-- What is expected --
Write out all the records below again in full, shifting each coordinate in the answers by -15 and keeping every other number unchanged. Leave the pictures out.

Excerpts from location labeling data:
/---

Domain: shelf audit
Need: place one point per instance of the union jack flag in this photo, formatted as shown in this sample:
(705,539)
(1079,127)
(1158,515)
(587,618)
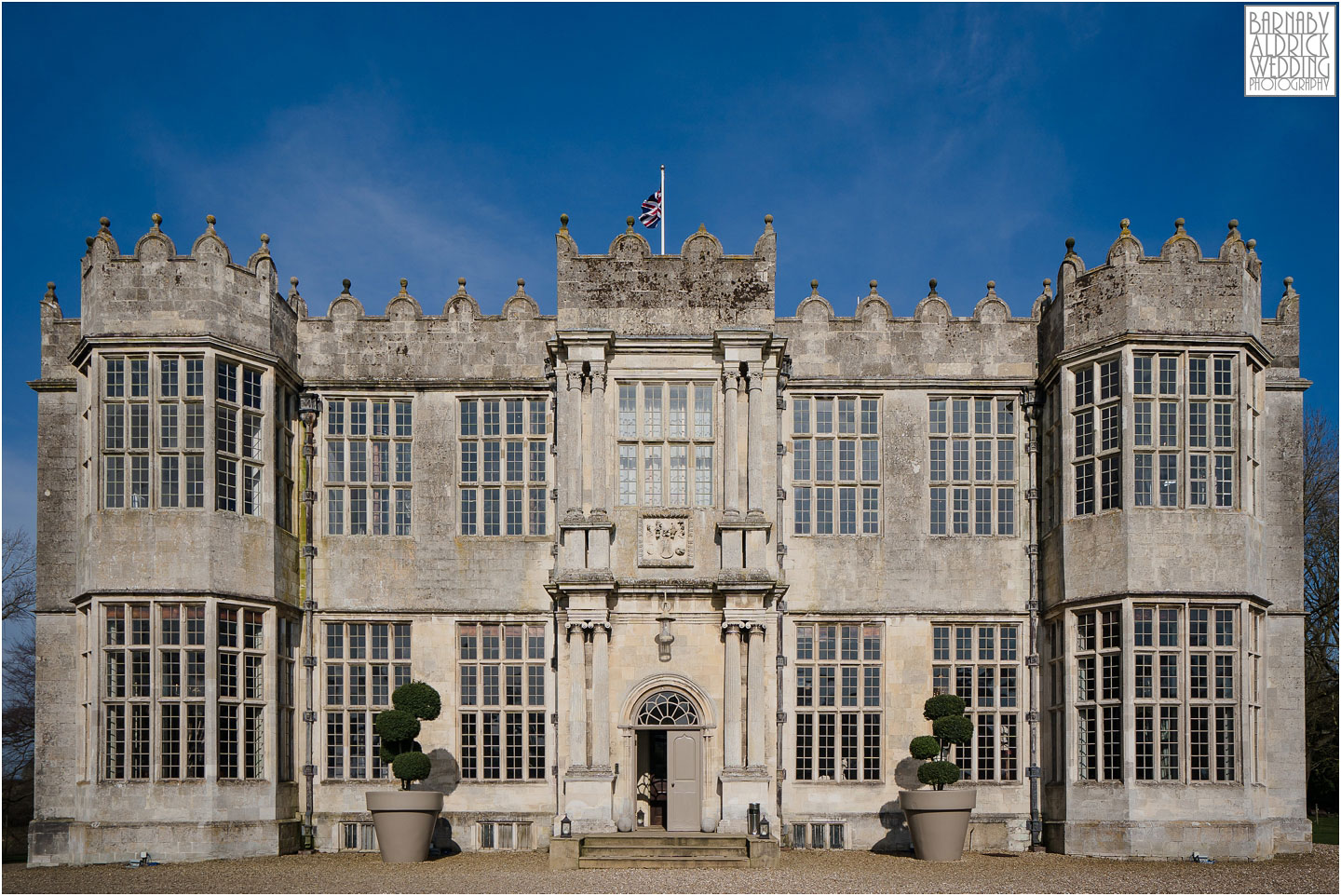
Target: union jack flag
(651,210)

\---

-- Task output --
Domain: shelf audit
Need: place one point per instance of the union jack flag in this photo, formatted as shown in this sample:
(705,539)
(1079,127)
(1158,515)
(587,618)
Target: union jack flag
(636,195)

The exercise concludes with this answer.